Please restart either the SMB server or the client before starting the capture and running the test so we see the initial connection from the client in the capture.
After a look at the flamegraph, I think that system might be "thrashing" the page layer.
Could you re-try that test with this in /etc/system
set smbsrv:smb2_copychunk_max_seg = 0x20000
If the client is using ODX, you may also want:
set smbsrv:smb2_odx_buf_size = 0x20000
Updated by Adam Stylinski over 3 years ago
I sent you a private email with a packet capture. It doesn't including the settings you mentioned above - though I should tell you that a large number of these files are small tifs, mostly in the < 500kb range in size. If that max_seg parameter does what I think it does, I don't think it'll help.
Updated by Adam Stylinski over 3 years ago
So after a full day of chasing this down, it would seem that, at least in part, an update to the Windows 10 SMB client may have created this bug.
I don't have any Windows server hosts to compare this behavior to - however after chatting with Gordon for a bit and giving him a few packet captures, it would seem there are a lot of SMB IOCTLs going through from the client that don't make any sense.
The suggested fix that I've found in a few forums now to remedy one of the updates in 1803 is to set a few registry settings that adjust how long lived the client side directory cache is (setting this to 0). Applying this seems to improve the copy times tremendously. Why this does anything and whether or not this was broken as far back as the 1803 is hard to say, but I can confirm the fix Windows users are suggesting is positively effecting this behavior.
This also might explain why the flame graph isn't showing a ton of time on CPU for these copies. If the client is not issuing ioctls to perform these copies very fast, the smbsrv is going to sit idle waiting for the next RPC.
At the very least, this bug should be renamed, as I'm almost certain now that it's misleading. It's only simply related to odx feature as that's how I was able to trigger it.

**Task set**
1. Answer these three questions using the SMB thread:
(a) What value does the suggested /etc/system line give smbsrv:smb2_copychunk_max_seg?
(b) What size range are most of the small tif files in?
(c) To what value does the forum fix set the client-side directory cache lifetime?
2. Carry the SMB thread on from its last sentence.
The stored items that come after this come from a different source than the SMB thread.

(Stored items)
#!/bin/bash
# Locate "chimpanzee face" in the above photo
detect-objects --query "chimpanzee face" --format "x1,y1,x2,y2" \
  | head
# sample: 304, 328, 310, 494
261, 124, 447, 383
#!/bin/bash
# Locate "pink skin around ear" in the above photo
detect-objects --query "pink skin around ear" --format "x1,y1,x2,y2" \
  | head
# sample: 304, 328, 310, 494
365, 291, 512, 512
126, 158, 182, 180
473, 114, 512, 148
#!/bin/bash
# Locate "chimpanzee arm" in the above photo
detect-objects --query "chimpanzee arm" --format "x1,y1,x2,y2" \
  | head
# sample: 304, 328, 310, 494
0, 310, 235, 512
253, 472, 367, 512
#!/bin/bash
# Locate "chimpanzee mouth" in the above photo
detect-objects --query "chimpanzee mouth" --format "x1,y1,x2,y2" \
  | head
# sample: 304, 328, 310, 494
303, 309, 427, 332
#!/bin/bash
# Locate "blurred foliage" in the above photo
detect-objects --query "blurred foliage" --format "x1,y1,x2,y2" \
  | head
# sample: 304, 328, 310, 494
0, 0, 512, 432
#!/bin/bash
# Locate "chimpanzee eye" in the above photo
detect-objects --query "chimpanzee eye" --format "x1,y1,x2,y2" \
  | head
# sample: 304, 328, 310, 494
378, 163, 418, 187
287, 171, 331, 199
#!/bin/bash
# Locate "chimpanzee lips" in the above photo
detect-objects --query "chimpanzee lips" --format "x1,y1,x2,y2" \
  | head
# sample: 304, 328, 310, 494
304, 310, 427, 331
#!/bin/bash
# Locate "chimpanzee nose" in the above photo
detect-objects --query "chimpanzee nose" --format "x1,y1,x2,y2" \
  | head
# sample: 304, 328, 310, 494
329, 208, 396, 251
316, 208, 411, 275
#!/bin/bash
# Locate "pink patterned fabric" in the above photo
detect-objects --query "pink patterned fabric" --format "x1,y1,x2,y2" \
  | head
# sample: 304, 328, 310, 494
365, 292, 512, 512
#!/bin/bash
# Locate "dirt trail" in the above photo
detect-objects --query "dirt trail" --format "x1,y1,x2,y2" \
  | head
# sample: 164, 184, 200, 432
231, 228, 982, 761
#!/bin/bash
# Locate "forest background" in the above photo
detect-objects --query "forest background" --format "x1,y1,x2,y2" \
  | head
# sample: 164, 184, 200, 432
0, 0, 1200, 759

**Answers to the exercise**
1.
(a) 0x20000
(b) Mostly under 500kb
(c) 0

2.
Updated by Adam Stylinski over 3 years ago
Updated by Adam Stylinski over 3 years ago
So there's a little bit more to this bug. Those registry settings lessen the impact of the new SMB client from microsoft but not in a way that mitigates this completely. In Windows explorer, the estimated time of the root of a very densely packed tree of files went from 1 day to 1-3 hours. However, the rate at which files were being copied still largely seemed to be 1 file / second for tiny files.
The application, which didn't require any directory discovery (as it had an index stored in a database), copied at a rate of 1-1.5 files a second. The directory was 40,000-50,000 files, so this would have been ~14 hours. I'm now not entirely sure that approximated time from explorer was going to be a reliable metric.
As a side note, trying this same exact application Windows 7 took the expected 30 minutes or so. What's even weirder is forcing SMB 2.1 to be the max protocol didn't make this issue go away, either. It seems that there's something really strange going on with Microsoft's SMB client. Those who have relationships with Microsoft (maybe a player such a Nexenta?) should definitely leverage this to get a fix or explanation from them.
It's beginning to look like the issue falls mostly on Microsoft right now, but I can't say with any confidence the smbd implementation isn't at least a part of the equation, here.
Updated by Adam Stylinski over 3 years ago
A new update:
It appears Windows Defender Real Time Protection was the main culprit for this. I'm not sure why it wasn't measuring a ton of time in the usual processes (the usual symptom of this behavior), but disabling it / whitelisting the protection restores full performance now.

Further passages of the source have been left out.